Render every entry verbatim.

▸ **THE INPUT**:

* * *

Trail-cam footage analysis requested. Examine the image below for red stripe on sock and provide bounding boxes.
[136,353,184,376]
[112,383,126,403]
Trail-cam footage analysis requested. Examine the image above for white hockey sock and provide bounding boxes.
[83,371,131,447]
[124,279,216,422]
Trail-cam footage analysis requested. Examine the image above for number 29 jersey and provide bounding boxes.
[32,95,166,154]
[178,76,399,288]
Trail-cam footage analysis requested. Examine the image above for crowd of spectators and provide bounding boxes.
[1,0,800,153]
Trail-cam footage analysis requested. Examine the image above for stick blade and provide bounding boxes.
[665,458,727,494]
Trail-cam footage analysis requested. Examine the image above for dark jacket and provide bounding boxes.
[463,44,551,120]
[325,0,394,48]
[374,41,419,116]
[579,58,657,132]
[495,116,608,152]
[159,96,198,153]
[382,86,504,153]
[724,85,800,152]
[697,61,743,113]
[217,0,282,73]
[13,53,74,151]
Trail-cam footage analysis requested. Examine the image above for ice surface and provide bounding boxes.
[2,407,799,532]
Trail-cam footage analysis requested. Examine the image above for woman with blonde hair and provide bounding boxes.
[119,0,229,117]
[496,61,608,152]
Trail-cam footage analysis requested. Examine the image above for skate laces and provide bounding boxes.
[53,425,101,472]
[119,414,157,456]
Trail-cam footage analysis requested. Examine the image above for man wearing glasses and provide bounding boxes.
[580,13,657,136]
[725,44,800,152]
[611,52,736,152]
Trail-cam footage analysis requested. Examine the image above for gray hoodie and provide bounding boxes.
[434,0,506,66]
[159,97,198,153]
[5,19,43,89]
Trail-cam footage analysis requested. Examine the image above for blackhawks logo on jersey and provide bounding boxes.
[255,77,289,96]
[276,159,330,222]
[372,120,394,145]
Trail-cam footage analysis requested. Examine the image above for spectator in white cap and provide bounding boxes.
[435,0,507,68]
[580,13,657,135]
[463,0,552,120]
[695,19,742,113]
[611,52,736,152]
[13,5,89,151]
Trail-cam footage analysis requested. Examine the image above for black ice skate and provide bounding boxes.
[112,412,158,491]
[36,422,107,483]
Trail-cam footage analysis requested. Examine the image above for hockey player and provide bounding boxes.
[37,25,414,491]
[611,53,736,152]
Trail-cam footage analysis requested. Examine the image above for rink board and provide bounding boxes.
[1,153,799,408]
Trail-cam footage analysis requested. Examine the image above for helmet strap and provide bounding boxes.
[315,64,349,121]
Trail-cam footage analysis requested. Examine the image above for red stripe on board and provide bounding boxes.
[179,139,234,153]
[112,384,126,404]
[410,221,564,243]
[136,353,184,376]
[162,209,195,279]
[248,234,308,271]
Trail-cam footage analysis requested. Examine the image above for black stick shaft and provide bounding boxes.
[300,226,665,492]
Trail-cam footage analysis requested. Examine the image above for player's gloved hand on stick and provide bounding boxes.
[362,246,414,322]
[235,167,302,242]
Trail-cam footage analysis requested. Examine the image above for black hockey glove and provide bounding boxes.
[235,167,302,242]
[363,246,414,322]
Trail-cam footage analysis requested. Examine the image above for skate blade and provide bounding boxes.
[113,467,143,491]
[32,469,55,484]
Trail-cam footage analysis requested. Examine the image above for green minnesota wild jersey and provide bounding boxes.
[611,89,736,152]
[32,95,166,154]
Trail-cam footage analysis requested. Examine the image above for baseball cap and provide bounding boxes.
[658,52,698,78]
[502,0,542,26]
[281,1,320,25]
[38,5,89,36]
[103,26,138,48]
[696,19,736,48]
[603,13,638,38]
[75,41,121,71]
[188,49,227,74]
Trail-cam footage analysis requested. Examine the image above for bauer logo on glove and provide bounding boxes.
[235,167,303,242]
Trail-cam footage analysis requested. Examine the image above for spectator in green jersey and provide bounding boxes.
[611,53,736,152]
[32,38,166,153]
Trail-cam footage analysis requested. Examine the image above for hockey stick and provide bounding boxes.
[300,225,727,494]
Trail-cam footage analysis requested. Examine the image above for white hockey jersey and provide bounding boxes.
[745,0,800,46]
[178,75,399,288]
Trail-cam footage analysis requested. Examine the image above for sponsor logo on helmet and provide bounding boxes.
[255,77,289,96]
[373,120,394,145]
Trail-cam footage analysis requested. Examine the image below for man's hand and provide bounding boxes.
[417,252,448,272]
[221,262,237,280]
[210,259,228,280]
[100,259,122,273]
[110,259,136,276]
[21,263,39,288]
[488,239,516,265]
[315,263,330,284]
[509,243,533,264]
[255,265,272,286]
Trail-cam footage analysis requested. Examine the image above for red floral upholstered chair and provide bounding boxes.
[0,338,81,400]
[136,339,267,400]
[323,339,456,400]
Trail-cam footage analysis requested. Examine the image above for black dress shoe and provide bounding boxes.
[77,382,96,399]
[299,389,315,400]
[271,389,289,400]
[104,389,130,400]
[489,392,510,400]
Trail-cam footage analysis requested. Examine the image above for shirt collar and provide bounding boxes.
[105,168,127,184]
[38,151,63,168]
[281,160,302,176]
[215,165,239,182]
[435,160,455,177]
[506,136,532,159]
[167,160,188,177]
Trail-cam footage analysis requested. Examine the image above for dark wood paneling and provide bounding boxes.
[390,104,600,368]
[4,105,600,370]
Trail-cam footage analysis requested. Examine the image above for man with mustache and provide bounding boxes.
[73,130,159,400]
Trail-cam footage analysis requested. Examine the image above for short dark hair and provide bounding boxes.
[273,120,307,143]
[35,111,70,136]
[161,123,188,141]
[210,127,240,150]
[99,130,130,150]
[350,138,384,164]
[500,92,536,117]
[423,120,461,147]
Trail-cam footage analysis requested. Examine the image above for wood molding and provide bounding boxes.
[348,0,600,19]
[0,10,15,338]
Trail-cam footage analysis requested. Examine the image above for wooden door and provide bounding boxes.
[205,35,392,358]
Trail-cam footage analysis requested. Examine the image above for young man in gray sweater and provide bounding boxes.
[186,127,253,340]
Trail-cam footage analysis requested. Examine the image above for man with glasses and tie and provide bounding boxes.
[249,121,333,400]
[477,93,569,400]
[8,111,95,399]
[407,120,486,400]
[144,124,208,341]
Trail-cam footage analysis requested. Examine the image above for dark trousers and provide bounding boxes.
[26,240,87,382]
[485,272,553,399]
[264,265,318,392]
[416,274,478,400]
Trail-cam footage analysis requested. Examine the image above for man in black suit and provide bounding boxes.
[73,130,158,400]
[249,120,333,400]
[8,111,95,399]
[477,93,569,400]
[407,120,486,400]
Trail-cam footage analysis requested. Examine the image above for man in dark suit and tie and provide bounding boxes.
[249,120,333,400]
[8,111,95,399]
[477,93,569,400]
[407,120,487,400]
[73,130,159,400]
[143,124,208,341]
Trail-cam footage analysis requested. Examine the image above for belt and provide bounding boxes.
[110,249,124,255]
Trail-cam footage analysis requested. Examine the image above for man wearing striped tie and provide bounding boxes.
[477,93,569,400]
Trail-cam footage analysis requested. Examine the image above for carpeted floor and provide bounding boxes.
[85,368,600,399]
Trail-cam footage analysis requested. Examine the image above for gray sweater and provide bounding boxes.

* * *

▸ **EXPECTED ANSWER**:
Trail-cam footage analysis requested. Examine the image below for red stripe on sock and provide bounding boxes.
[136,353,184,376]
[112,383,126,403]
Trail-cam footage analysis requested. Examine the image above for white hockey sock and provide bounding boxes.
[83,371,131,447]
[124,279,216,422]
Trail-cam footage analysis requested. Examine the image above for number 29 jersey and provide bounding boxes.
[32,95,166,154]
[178,76,399,288]
Trail-cam footage analysis requested. Examine the image above for crowd of spectators and provide bounding boxes.
[1,0,800,153]
Trail-cam footage analysis requested. Examine the image above for stick blade and provide bounding boxes.
[665,458,727,494]
Trail-cam footage analysis requested. Examine the image above for dark jacket and provide bounding boxes.
[463,44,551,120]
[325,0,394,48]
[374,41,419,116]
[579,58,657,132]
[495,116,608,152]
[159,96,198,153]
[382,86,504,153]
[724,85,800,152]
[697,61,743,113]
[217,0,282,73]
[13,53,74,151]
Trail-cam footage analysis requested. Examine the image above for ice surface and provide bounding boxes.
[2,407,799,532]
Trail-cam footage analysis requested. Examine the image above for woman with blonde hair and provide bounding boxes.
[119,0,229,117]
[496,61,608,152]
Trail-cam footage analysis requested. Examine the image above for skate laces and provide bounding boxes.
[53,425,101,472]
[119,414,157,456]
Trail-cam footage analysis requested. Examine the image above for man wearing glasses and provide bounding boxes.
[580,13,657,136]
[725,44,800,152]
[611,52,736,152]
Trail-cam footage analysis requested. Examine the image above for gray hoodie and provide bounding boxes.
[434,0,506,66]
[159,97,198,153]
[5,19,43,89]
Trail-cam footage analysis requested. Examine the image above for blackhawks logo on jersey and provide bounding boxes.
[255,77,289,96]
[276,159,330,222]
[372,120,394,145]
Trail-cam footage analysis requested. Examine the image above for spectator in white cap and provide bounding boxes.
[435,0,507,68]
[580,13,657,135]
[463,0,552,120]
[695,19,742,113]
[611,52,736,152]
[13,5,89,151]
Trail-cam footage analysis requested. Examine the image above for black ice skate and provide bounding boxes.
[112,412,158,491]
[36,422,107,483]
Trail-cam footage analysis requested. Examine the image above for hockey player and provide bounding boxes.
[37,25,414,491]
[611,53,736,152]
Trail-cam footage analysis requested. Examine the image above for rink board and provide bounding boxes.
[1,153,799,408]
Trail-cam footage analysis requested. Examine the image above for helmet strap and provide bounding boxes.
[315,64,349,121]
Trail-cam footage analysis requested. Examine the image above for red stripe on board and provide bounding boxes.
[179,139,234,153]
[112,384,126,404]
[410,221,564,243]
[136,353,184,376]
[162,209,195,279]
[248,234,308,271]
Trail-cam footage analysis requested. Examine the image above for black stick shaft and provide bounding boxes.
[300,226,665,492]
Trail-cam footage analysis requested. Examine the image above for player's gloved hand on stick and provide bounding boxes.
[362,246,414,322]
[235,167,302,242]
Trail-cam footage analysis requested. Examine the image above for black hockey glove and provide bounding boxes.
[235,167,302,242]
[363,246,414,322]
Trail-cam footage analysis requested. Examine the image above for skate blade and provide bounding boxes.
[113,467,143,491]
[32,469,55,484]
Trail-cam footage analysis requested. Examine the image above for green minnesota wild jersey and provide bounding boxes.
[611,89,736,152]
[32,95,166,154]
Trail-cam footage analysis requested. Examine the image above for baseball cap and provide bounding boxes.
[658,52,698,78]
[502,0,542,26]
[281,1,320,25]
[38,5,89,36]
[103,26,138,48]
[696,19,736,48]
[603,13,638,38]
[75,41,121,71]
[188,49,227,74]
Trail-cam footage analysis requested. Examine the image above for bauer logo on glove and provide bounding boxes.
[235,167,303,242]
Trail-cam footage analysis requested. Examine the image above for spectator in green jersey and provide bounding boxes.
[611,53,736,152]
[32,38,166,153]
Trail-cam footage analysis requested. Examine the image above for hockey stick and provide bounding boxes.
[300,225,727,494]
Trail-cam footage analysis requested. Examine the image above for white hockey jersey and provide bounding boxes.
[745,0,800,46]
[178,75,399,288]
Trail-cam footage analysis requested. Examine the image above for sponsor logo on helmet and provide bounding boxes.
[255,77,289,96]
[373,120,394,145]
Trail-cam footage analysis requested. Examine the image below for man's hand and provide bounding boxes.
[417,252,448,272]
[221,262,237,280]
[210,259,228,280]
[100,259,122,273]
[110,259,136,276]
[21,263,39,288]
[488,239,516,265]
[315,263,330,284]
[509,243,533,264]
[255,265,272,286]
Trail-cam footage analysis requested. Examine the image above for red floral upholstered chair and provide bounding boxes.
[0,338,81,400]
[136,339,267,400]
[323,339,456,400]
Trail-cam footage analysis requested. Examine the image above for black dress shoe and provide bounding boxes.
[77,382,96,399]
[299,389,315,400]
[271,389,289,400]
[104,389,130,400]
[489,392,510,400]
Trail-cam footage analysis requested. Examine the image above for shirt collar and provide bounding boxes.
[105,168,127,184]
[38,151,63,168]
[281,160,302,176]
[215,165,239,182]
[435,160,455,177]
[506,136,532,159]
[167,160,188,177]
Trail-cam footage analysis requested. Examine the image above for dark wood paneling and provide bounding boxes.
[390,104,600,368]
[4,105,600,370]
Trail-cam footage analysis requested. Examine the image above for man with mustache and provide bounding boxes.
[73,130,159,400]
Trail-cam footage analysis requested. Examine the image above for short dark hair and provide bounding boxes.
[273,120,307,143]
[35,111,70,136]
[161,123,188,141]
[210,127,240,150]
[99,130,130,150]
[350,138,384,164]
[500,92,536,117]
[423,120,461,147]
Trail-cam footage analysis requested. Examine the image above for wood molding and provide bounding boxes.
[348,0,600,19]
[0,10,15,338]
Trail-cam footage analysis requested. Examine the image above for wooden door and provide bounding boxes.
[205,35,392,358]
Trail-cam footage analysis requested. Examine the image above for young man in gray sweater and provide bounding boxes.
[186,127,253,340]
Trail-cam footage analysis requested. Examine the image above for man with glasses and tie and provide bounding boxes.
[249,121,333,400]
[477,93,569,400]
[8,111,95,399]
[407,120,486,400]
[144,124,208,341]
Trail-cam footage analysis requested. Examine the image above for dark trousers and provide bounding boxes.
[26,240,87,382]
[485,272,553,399]
[264,265,318,392]
[416,274,478,400]
Trail-cam footage analysis requested. Examine the image above for man in black suit and provide bounding boxes.
[73,130,158,400]
[249,120,333,400]
[8,111,95,399]
[477,93,569,400]
[407,120,486,400]
Trail-cam footage analysis requested. Examine the image above for man in dark suit and tie and provide bounding boxes.
[249,120,333,400]
[8,111,95,399]
[477,93,569,400]
[407,120,487,400]
[73,130,159,400]
[143,124,208,341]
Trail-cam footage analysis requested. Examine the image above for belt and provide bounding boxes.
[110,249,124,255]
Trail-cam footage analysis requested. Examine the image above for man wearing striped tie and provide bounding boxes.
[477,93,569,400]
Trail-cam footage analysis requested. Examine the image above for carpeted floor and provide bounding boxes.
[85,368,600,399]
Trail-cam footage analysis requested. Examine the image above for gray sweater and provide bounding boxes.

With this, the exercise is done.